(Entries taken from a collection)
____________
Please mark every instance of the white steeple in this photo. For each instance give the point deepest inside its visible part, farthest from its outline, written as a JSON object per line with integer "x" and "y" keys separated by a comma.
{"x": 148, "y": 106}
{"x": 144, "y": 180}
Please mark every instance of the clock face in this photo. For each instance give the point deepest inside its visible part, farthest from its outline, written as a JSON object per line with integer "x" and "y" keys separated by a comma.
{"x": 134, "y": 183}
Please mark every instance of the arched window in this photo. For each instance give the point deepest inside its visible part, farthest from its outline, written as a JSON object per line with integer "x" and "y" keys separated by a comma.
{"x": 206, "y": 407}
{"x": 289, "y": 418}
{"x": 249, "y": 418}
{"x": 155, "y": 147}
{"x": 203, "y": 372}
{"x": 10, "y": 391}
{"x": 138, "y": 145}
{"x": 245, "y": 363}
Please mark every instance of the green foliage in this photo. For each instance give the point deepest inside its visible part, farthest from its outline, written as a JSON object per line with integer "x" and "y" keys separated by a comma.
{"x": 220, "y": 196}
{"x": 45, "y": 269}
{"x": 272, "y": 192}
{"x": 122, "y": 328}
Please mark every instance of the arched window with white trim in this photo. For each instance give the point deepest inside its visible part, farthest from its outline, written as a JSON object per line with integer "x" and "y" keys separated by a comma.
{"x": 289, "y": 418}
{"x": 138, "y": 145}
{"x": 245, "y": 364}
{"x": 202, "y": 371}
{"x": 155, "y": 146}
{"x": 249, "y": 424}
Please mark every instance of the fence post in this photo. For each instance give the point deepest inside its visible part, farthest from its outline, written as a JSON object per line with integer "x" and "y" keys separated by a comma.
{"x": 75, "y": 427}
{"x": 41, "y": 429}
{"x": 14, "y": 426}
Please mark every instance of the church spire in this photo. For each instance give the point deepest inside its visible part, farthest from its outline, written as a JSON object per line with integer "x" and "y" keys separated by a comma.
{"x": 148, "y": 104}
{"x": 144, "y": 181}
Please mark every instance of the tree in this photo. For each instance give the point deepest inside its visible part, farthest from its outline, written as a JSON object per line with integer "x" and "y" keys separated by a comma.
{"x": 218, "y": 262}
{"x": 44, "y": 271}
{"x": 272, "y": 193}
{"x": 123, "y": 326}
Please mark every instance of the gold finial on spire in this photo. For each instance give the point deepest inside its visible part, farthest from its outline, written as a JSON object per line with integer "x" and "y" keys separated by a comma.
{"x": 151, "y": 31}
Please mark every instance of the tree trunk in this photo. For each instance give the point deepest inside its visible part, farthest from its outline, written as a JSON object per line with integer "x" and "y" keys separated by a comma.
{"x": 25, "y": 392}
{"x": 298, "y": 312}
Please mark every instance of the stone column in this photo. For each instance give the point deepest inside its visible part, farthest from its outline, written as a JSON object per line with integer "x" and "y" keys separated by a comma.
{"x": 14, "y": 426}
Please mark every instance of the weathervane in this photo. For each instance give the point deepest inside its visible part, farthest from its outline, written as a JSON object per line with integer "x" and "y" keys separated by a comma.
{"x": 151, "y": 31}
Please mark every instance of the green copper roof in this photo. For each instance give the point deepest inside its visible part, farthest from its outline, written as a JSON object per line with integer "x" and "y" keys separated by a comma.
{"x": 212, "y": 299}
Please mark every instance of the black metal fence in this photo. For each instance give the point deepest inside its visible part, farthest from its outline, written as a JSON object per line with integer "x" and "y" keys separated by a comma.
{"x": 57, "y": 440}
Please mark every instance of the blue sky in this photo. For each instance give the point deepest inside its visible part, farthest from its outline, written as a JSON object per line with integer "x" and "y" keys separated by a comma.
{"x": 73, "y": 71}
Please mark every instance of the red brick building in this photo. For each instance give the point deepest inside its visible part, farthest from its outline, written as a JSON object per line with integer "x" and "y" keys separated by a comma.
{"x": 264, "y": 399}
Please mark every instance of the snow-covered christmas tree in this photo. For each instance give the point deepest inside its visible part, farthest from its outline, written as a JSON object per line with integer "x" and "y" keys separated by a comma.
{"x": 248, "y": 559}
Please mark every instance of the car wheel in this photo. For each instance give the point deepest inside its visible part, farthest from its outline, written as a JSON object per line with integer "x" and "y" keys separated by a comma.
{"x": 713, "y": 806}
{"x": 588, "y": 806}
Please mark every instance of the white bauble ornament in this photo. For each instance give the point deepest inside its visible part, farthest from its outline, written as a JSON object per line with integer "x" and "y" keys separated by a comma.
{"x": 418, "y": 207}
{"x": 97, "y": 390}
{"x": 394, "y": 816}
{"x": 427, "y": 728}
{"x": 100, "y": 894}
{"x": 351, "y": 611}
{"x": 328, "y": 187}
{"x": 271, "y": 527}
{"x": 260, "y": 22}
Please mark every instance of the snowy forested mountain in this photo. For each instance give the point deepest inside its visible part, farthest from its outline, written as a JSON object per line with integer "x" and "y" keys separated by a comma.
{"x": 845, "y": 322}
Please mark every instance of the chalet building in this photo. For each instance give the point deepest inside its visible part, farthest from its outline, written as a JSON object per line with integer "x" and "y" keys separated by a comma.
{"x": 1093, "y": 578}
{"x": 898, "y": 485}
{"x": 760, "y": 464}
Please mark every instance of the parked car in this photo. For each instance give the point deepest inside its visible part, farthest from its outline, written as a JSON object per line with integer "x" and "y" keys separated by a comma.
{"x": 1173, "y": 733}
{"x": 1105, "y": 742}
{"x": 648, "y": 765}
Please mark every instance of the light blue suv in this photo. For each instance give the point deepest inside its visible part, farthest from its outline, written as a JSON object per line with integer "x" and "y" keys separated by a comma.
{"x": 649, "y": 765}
____________
Go back to the listing above and please repeat it exactly.

__Completed task__
Please mark every instance of the white steeple in this photo. For each instance give the point deepest inside its visible part, farthest from its outline, written as a JSON object per line with integer "x" and "y" keys separated by a comma.
{"x": 148, "y": 106}
{"x": 144, "y": 180}
Please mark every instance of the clock face in this photo. For each instance give the point deepest inside its visible part, farthest from its outline, written as a JSON object per line with integer "x" and "y" keys separated by a comma.
{"x": 134, "y": 183}
Please mark every instance of the arched window in this photo. For each instance give the point deepest inside its visible part, farthest from its outline, written as a JSON object per line with integer "x" and "y" keys separated by a comma.
{"x": 206, "y": 407}
{"x": 289, "y": 418}
{"x": 249, "y": 418}
{"x": 155, "y": 147}
{"x": 203, "y": 372}
{"x": 10, "y": 391}
{"x": 138, "y": 145}
{"x": 245, "y": 363}
Please mark every instance of the green foliage in this photo. For each instance give the point deepest inside its visible part, farthest from its outline, written as a JSON object per line with integer "x" and "y" keys separated by a comma.
{"x": 220, "y": 196}
{"x": 45, "y": 269}
{"x": 272, "y": 192}
{"x": 122, "y": 328}
Please mark every instance of the arched window with white trim in this photo. For each instance give the point deepest inside its visible part, farthest from its outline, written as a JSON object per line with integer "x" and "y" keys separated by a comma.
{"x": 289, "y": 418}
{"x": 138, "y": 145}
{"x": 245, "y": 364}
{"x": 202, "y": 371}
{"x": 155, "y": 146}
{"x": 249, "y": 424}
Please mark every instance of the fence post in this photo. For each instance give the point deepest inside its visible part, farthest from its outline, written as a JSON object per line with integer "x" and "y" keys separated by a comma.
{"x": 75, "y": 427}
{"x": 41, "y": 429}
{"x": 14, "y": 426}
Please mark every instance of the church spire in this photo. For each instance give the point deepest inside its visible part, farthest from its outline, written as a JSON object per line with integer "x" and "y" keys separated by a comma.
{"x": 148, "y": 104}
{"x": 144, "y": 181}
Please mark every instance of the tree in this photo. For each instance give the point deepest inside its visible part, farthest from its outline, written as a JSON object per line with integer "x" and "y" keys separated by a comma.
{"x": 218, "y": 262}
{"x": 44, "y": 271}
{"x": 272, "y": 193}
{"x": 123, "y": 326}
Please mark every instance of the gold finial on spire in this photo. For each instance give the point deepest inside its visible part, farthest from its outline, written as a JSON object per line with integer "x" and "y" keys separated by a comma.
{"x": 151, "y": 31}
Please mark every instance of the tree trunk in this photo. For each instance give the point deepest inside its visible part, farthest from its outline, written as a JSON object per line with integer "x" and "y" keys separated by a comma.
{"x": 25, "y": 392}
{"x": 298, "y": 312}
Please mark every instance of the stone column in this photo. For each instance give the point deepest inside its visible part, farthest from its outline, written as a JSON object per line with integer "x" and "y" keys separated by a comma.
{"x": 14, "y": 426}
Please mark every instance of the weathervane in this photo. For each instance give the point deepest inside its visible part, farthest from its outline, written as a JSON object per line with integer "x" and "y" keys separated by a comma.
{"x": 151, "y": 31}
Please mark every instance of the green copper roof in this photo. For each instance give the point deepest inside its visible part, farthest from its outline, written as a JSON object per line with integer "x" and "y" keys separated by a comma.
{"x": 212, "y": 299}
Please mark every instance of the black metal fence in this photo. For each instance give the point deepest inside its visible part, farthest from its outline, written as a JSON object per line with integer "x" and "y" keys separated by a comma.
{"x": 57, "y": 440}
Please mark every instance of the blue sky in this photo. For each instance give the point deepest inside its visible part, farthest from its outline, written as a JSON object per line with integer "x" and "y" keys separated by a comma.
{"x": 73, "y": 71}
Please mark every instance of the red brick building in this photo. For each instance give the point deepest inside its visible part, farthest from its outline, written as a JSON object per line with integer "x" and "y" keys separated by a comma.
{"x": 264, "y": 399}
Please mark every instance of the snow-covered christmas tree in this photo. For each instance give the point deepest inside its visible part, farthest from its outline, written as a JSON object per line with integer "x" and "y" keys separated by a comma.
{"x": 248, "y": 559}
Please mark every instance of the car wheel in this photo. For each instance give the point deepest inside its visible part, farthest from its outline, written as a JSON object per line with integer "x" and "y" keys separated by a comma.
{"x": 713, "y": 806}
{"x": 588, "y": 806}
Please mark every instance of the white bauble ornament in this photo. For each instance give the point deepest inside its visible part, farthest from its outline, written as a JSON object per line with integer "x" and "y" keys separated by a comma.
{"x": 418, "y": 207}
{"x": 97, "y": 390}
{"x": 394, "y": 816}
{"x": 427, "y": 728}
{"x": 100, "y": 894}
{"x": 351, "y": 611}
{"x": 328, "y": 187}
{"x": 271, "y": 527}
{"x": 260, "y": 22}
Please mark every instance of the snowy forested mountain in this photo. For each instance give the point deepest inside its visible part, farthest from its outline, written as a JSON object per line with integer "x" and "y" keys separated by a comma.
{"x": 845, "y": 322}
Please mark every instance of the chalet building in this photo. For each instance give the point deepest inside its visible part, farthest from its outline, written as a JSON object per line with integer "x" and "y" keys separated by a comma.
{"x": 1093, "y": 578}
{"x": 898, "y": 485}
{"x": 760, "y": 464}
Please mark every instance of the parked car in this photo. For each instance give the point deepest inside its visible part, farthest from its outline, written as a JSON object per line with integer "x" and "y" keys separated by a comma.
{"x": 1173, "y": 733}
{"x": 1105, "y": 742}
{"x": 648, "y": 765}
Please mark every instance of the light blue suv in this photo. For each instance give the point deepest inside its visible part, farthest from its outline, written as a JSON object per line with integer "x" and "y" keys separated by a comma.
{"x": 649, "y": 765}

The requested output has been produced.